BEGIN Records to process
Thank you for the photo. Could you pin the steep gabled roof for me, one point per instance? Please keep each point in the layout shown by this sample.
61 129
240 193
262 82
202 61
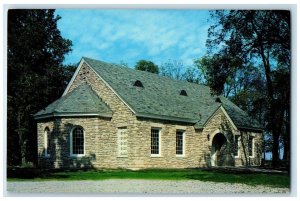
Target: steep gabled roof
82 101
163 98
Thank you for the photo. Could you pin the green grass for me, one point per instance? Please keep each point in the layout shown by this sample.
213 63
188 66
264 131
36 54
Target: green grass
273 180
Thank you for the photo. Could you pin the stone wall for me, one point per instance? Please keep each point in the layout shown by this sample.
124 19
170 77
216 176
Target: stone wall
101 140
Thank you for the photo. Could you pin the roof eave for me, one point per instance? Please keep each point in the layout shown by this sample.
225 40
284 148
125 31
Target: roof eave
49 115
168 118
250 128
END Records to process
### What to do
The answer must be the whole listing, word for word, with no pictures in it. Please write it out.

### Output below
Thank you for the photo. Could you pin the steep gabled roof for me, one point per instance? Please keep each point in the layout shown by this sample.
61 129
240 193
262 82
202 61
Target: steep gabled roof
82 101
163 98
Thank you for the photo. Could you pin the green grass for me, one point per instance? Please keep each point in the layout shown by this sample.
213 63
188 66
264 131
36 54
Target: green grass
273 180
Thank you for the photo. Could you pin the stone wall for me, one point per instance? Please keep each point in the layout shown by this sample.
124 19
170 77
216 176
Target: stone wall
101 140
Thank you for the photo. Could you pin the roof eave for me, one point per instance? Please keep each point in the layout shown by this sample.
225 40
284 148
125 31
Target: roof eave
49 115
168 118
250 128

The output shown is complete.